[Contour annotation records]
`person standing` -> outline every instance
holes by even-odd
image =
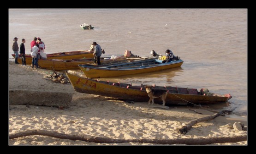
[[[24,67],[25,67],[26,66],[26,57],[25,56],[25,45],[24,43],[26,42],[26,40],[25,38],[22,38],[21,41],[22,42],[20,44],[19,46],[19,53],[21,55],[21,58],[22,58],[22,65]]]
[[[38,59],[39,58],[42,58],[40,53],[43,52],[44,50],[45,49],[45,46],[44,45],[44,43],[41,41],[41,38],[37,38],[37,42],[38,45],[39,45],[39,50],[38,50],[38,55],[39,56],[37,57],[37,61],[38,61]]]
[[[97,44],[96,42],[93,42],[92,45],[94,46],[93,55],[94,56],[94,62],[96,63],[96,61],[97,61],[97,64],[101,65],[100,58],[102,53],[101,48],[100,45]]]
[[[37,42],[36,42],[36,40],[37,40],[37,38],[36,37],[35,37],[34,38],[34,39],[33,39],[33,40],[30,43],[30,46],[31,46],[31,50],[30,51],[32,52],[32,48],[33,47],[34,47],[35,46],[35,45],[36,44],[38,44]],[[40,52],[40,51],[39,51]],[[39,52],[38,52],[39,53]],[[38,64],[37,63],[37,60],[38,60],[38,59],[39,59],[39,57],[40,56],[40,55],[38,53],[37,54],[38,55],[36,55],[36,67],[38,68]]]
[[[174,55],[172,50],[167,49],[165,51],[166,53],[166,62],[173,61],[176,59],[176,56]]]
[[[37,55],[39,48],[38,44],[36,44],[32,48],[31,56],[32,58],[32,64],[31,64],[31,68],[36,68],[36,55]]]
[[[32,41],[30,43],[30,47],[31,47],[31,50],[30,51],[32,52],[32,48],[34,47],[34,46],[35,46],[35,45],[36,45],[36,40],[37,39],[37,38],[36,38],[36,37],[34,38],[34,39],[33,39],[33,40],[32,40]]]
[[[15,37],[13,38],[13,43],[12,44],[12,50],[13,51],[13,53],[15,55],[15,64],[19,64],[18,62],[18,43],[17,42],[18,40],[18,38]]]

▶ What you will do
Count the lines of the records above that contain the string "every", treating case as significant. Reply with the number only.

▶ Exercise result
1